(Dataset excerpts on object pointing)
:::::

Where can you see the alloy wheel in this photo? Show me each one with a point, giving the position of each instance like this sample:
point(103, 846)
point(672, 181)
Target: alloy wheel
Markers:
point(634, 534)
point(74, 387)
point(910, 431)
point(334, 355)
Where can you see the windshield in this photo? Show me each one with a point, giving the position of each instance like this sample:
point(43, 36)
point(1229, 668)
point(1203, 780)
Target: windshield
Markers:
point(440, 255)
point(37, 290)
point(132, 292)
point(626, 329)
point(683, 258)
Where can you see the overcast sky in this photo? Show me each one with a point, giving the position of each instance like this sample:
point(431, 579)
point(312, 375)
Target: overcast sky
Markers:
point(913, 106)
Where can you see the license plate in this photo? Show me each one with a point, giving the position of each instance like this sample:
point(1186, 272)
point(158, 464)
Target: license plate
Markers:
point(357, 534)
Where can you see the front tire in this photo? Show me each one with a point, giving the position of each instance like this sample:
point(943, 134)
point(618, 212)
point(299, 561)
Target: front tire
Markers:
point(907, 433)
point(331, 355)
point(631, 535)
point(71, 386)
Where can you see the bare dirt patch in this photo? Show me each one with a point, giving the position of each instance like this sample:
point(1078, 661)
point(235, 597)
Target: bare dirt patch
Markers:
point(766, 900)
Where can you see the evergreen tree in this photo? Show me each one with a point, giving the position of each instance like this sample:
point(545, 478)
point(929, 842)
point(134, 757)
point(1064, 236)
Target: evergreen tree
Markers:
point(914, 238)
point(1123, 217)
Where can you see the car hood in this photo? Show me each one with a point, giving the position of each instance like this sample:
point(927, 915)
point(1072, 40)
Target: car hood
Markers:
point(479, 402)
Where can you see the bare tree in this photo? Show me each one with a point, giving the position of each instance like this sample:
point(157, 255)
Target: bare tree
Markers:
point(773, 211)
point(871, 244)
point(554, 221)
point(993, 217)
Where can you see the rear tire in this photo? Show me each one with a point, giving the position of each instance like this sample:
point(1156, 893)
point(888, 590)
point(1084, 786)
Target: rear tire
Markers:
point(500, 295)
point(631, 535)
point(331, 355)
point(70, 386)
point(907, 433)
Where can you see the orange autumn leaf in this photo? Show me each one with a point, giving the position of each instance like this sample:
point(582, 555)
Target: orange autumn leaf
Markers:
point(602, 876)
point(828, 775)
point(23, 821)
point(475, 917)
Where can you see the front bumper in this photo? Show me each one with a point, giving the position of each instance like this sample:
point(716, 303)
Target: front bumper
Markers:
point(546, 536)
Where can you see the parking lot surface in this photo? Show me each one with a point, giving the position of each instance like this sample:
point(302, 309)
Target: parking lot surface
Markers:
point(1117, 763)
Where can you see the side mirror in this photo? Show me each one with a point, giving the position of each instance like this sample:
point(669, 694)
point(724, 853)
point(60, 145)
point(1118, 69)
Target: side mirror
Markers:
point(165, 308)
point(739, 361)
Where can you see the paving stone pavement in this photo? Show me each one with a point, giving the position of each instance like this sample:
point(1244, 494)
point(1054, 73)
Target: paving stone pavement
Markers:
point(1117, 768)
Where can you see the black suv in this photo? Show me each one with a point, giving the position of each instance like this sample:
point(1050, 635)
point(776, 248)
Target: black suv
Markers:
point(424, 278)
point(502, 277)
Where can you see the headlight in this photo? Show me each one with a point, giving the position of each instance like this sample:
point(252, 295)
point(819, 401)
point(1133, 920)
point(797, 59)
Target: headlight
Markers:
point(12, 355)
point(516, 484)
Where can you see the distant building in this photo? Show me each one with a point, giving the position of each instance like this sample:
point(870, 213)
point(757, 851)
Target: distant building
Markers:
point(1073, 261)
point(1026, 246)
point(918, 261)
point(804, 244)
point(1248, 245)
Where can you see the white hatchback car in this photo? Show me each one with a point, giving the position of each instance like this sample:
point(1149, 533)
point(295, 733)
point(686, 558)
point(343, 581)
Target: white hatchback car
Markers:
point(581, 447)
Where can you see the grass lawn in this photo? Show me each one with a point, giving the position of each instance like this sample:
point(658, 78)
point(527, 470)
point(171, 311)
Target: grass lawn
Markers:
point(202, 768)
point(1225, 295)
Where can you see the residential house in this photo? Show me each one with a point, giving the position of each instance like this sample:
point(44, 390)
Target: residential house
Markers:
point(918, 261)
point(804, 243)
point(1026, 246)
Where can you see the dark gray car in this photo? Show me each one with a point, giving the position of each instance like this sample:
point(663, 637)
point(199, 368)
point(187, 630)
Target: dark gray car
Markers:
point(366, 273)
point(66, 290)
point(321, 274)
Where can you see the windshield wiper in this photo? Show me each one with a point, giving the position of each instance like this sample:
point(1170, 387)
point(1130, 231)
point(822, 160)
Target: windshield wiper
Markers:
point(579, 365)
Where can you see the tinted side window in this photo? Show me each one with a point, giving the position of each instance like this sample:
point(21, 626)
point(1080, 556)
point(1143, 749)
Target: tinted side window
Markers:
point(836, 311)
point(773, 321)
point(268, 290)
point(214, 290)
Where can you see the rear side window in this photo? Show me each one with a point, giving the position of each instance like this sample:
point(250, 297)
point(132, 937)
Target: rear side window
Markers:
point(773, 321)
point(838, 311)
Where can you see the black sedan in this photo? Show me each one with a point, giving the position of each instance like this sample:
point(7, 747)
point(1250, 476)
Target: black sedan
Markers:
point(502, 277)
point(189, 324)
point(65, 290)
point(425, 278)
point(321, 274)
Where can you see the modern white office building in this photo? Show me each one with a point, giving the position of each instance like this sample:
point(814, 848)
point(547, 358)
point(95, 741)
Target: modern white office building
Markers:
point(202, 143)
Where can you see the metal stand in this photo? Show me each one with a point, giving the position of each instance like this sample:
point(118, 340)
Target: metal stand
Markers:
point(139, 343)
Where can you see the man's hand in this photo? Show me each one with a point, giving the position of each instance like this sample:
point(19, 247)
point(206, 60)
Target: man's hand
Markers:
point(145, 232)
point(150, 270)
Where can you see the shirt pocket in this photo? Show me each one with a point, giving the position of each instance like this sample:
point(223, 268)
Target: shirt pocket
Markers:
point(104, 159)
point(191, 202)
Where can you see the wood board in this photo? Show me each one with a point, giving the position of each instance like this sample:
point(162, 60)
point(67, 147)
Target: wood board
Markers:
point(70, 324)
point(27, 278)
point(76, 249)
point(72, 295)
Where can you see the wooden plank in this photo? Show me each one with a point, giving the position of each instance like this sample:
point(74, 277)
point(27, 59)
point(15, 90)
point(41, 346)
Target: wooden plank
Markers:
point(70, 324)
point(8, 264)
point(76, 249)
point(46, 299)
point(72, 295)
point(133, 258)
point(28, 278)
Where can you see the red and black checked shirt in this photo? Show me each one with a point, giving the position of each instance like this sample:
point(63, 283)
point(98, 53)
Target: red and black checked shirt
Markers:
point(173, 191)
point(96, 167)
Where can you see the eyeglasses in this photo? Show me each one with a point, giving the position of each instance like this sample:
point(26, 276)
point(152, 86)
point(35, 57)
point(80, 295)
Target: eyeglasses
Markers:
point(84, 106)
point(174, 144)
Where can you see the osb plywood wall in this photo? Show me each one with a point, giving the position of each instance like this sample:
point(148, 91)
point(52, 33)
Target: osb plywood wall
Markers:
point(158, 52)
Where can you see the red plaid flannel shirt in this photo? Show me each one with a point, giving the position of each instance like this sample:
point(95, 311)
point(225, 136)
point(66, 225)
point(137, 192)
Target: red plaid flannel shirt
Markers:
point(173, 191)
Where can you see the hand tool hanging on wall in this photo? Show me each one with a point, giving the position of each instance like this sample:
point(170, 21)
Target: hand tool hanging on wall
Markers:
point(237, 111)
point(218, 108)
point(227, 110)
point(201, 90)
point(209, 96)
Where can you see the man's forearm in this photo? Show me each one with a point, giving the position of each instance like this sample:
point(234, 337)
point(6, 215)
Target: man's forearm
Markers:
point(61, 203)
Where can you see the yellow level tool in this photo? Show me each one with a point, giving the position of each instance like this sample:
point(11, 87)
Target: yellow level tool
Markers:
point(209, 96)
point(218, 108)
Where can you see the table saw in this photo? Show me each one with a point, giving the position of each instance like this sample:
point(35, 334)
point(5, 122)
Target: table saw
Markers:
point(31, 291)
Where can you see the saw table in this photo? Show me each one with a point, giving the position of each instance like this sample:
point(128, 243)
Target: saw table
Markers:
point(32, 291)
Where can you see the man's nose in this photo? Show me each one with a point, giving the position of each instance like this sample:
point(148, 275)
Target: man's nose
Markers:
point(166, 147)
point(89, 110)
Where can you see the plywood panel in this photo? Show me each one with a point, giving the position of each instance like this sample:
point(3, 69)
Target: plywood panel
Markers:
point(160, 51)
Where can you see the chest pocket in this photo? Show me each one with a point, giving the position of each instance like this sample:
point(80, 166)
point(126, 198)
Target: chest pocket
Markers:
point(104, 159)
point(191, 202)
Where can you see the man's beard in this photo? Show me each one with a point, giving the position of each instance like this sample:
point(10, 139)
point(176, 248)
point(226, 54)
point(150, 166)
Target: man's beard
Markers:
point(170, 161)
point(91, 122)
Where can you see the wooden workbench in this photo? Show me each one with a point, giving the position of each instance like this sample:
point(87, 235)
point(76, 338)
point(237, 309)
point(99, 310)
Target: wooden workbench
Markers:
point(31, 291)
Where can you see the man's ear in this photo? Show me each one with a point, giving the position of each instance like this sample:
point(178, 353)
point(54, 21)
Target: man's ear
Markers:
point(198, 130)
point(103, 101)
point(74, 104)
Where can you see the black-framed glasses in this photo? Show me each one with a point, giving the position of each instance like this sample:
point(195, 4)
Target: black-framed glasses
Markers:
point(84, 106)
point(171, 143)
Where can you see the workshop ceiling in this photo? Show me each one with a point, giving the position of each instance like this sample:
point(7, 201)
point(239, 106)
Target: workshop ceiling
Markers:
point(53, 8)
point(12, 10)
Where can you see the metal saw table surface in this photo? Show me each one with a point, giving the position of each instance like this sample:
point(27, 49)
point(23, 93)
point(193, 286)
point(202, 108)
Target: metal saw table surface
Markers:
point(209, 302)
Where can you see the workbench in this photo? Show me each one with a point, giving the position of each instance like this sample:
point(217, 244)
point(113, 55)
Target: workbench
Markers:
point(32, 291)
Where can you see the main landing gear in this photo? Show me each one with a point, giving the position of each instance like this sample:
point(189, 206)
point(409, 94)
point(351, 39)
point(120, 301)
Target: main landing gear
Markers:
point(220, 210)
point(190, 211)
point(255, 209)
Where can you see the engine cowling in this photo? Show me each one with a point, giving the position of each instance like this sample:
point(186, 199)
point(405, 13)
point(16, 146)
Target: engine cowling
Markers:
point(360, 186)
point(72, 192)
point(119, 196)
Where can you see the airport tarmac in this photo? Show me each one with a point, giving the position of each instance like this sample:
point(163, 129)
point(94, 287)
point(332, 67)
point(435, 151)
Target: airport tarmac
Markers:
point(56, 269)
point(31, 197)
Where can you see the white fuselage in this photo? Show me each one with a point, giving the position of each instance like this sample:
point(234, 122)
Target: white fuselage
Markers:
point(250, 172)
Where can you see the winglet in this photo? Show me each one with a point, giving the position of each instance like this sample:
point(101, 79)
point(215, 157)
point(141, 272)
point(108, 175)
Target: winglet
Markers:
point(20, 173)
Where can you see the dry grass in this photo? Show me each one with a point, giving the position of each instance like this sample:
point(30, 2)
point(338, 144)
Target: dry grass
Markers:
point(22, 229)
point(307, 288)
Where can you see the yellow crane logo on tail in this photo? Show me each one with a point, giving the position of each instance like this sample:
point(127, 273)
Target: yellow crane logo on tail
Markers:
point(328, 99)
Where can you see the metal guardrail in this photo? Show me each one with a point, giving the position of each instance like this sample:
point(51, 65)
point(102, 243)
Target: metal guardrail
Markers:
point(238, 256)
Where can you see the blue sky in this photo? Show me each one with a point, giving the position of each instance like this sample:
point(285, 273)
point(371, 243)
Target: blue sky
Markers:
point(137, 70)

:::::

Scale the marker coordinates by 1.35, rounding each to a whole number with halves going up, and write out everything from the line containing "Where can you see the main" down to the line containing "point(119, 196)", requests included. Leave the coordinates in the requests' sample points unchanged.

Where can you see the main landing gear in this photo? Show me each one with a point, giving the position of each instance like this sample:
point(189, 206)
point(409, 94)
point(351, 39)
point(120, 301)
Target: main landing gear
Markers:
point(297, 284)
point(257, 285)
point(344, 282)
Where can you see the engine cowling in this photo? Show me each one with a point, giving the position of each instance like this sample:
point(186, 199)
point(405, 13)
point(16, 146)
Target: engine cowling
Markers:
point(486, 251)
point(97, 259)
point(161, 265)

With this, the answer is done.